**What is expected:** Present the lines of the material below as a numbered list, skipping blank lines and omitting any pictures.

### Material to process ###

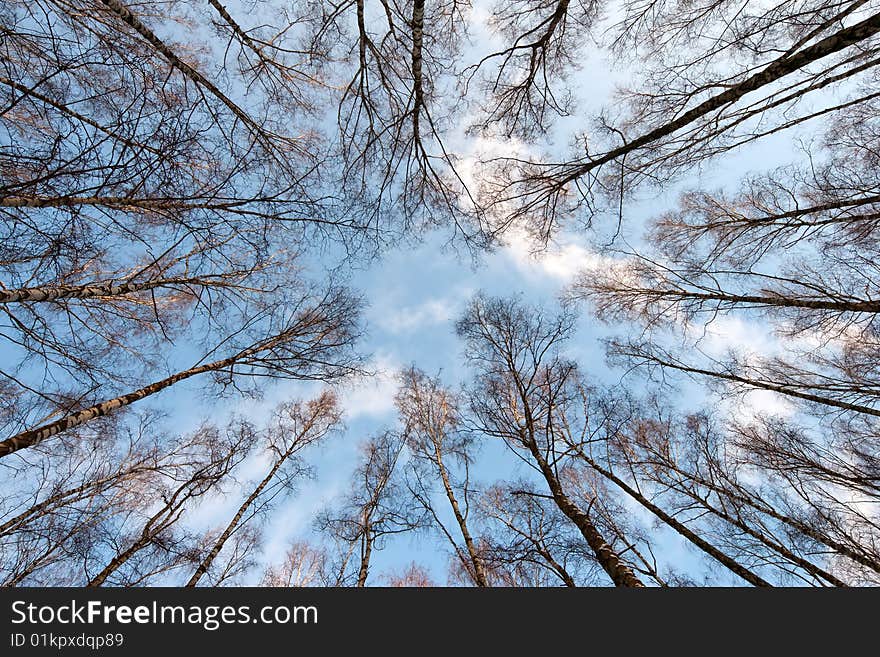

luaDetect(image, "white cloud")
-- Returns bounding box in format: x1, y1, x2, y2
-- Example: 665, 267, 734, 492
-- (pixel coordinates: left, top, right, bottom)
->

###

**Solution to the exercise:**
1. luaDetect(image, "white cloud")
2. -- Returns bounding box in format: x1, y1, x2, y2
3. -- Example: 665, 267, 734, 492
4. -- (pixel coordinates: left, top, right, bottom)
5. ->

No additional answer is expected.